Locate the line containing "Test: pointer returns" in the entries below, then retype it and every later line exactly, leaving out pictures.

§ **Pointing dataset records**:
○ ○ ○
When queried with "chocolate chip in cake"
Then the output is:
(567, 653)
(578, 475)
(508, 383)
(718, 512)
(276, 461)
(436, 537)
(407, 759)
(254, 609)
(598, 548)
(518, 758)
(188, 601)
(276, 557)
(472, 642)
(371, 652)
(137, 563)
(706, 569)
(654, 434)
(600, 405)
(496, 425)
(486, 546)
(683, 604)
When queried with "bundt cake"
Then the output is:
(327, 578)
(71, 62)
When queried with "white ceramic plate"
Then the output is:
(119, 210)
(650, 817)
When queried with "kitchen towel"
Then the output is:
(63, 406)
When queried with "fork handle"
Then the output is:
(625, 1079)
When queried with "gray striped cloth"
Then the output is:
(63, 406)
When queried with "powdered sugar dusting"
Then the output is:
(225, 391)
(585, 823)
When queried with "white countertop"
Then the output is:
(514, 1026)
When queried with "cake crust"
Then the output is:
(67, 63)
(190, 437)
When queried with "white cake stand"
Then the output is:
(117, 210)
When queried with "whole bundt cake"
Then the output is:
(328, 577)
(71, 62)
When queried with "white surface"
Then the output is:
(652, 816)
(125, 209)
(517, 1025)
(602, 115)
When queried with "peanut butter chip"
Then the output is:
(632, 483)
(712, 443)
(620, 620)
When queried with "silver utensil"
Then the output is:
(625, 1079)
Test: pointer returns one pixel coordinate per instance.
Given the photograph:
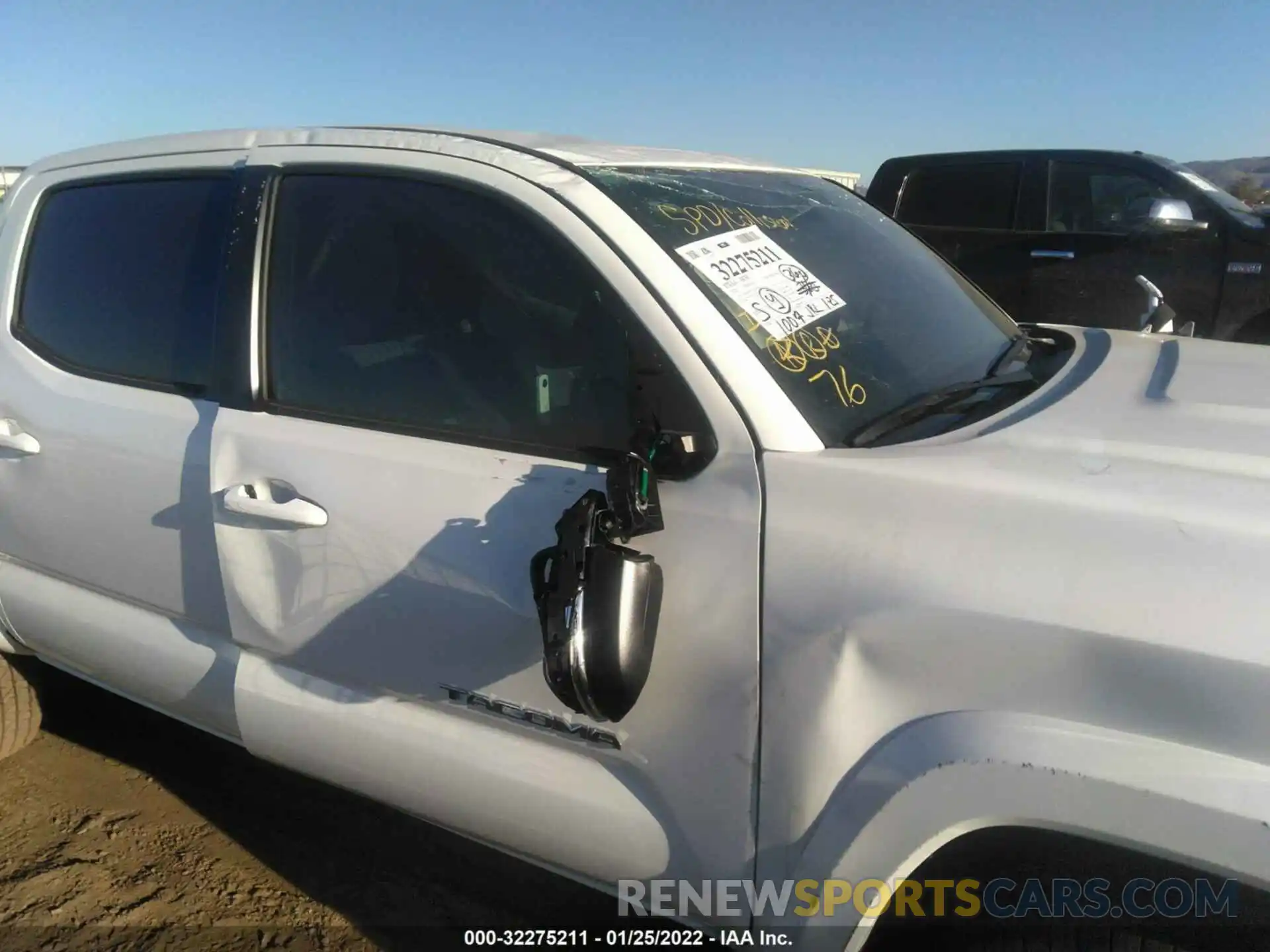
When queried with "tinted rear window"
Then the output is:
○ ○ ○
§ **Task solution**:
Test: pointer returns one pixel coordinate per instance.
Given the photograph:
When queried with "tinted rear window"
Then the output is:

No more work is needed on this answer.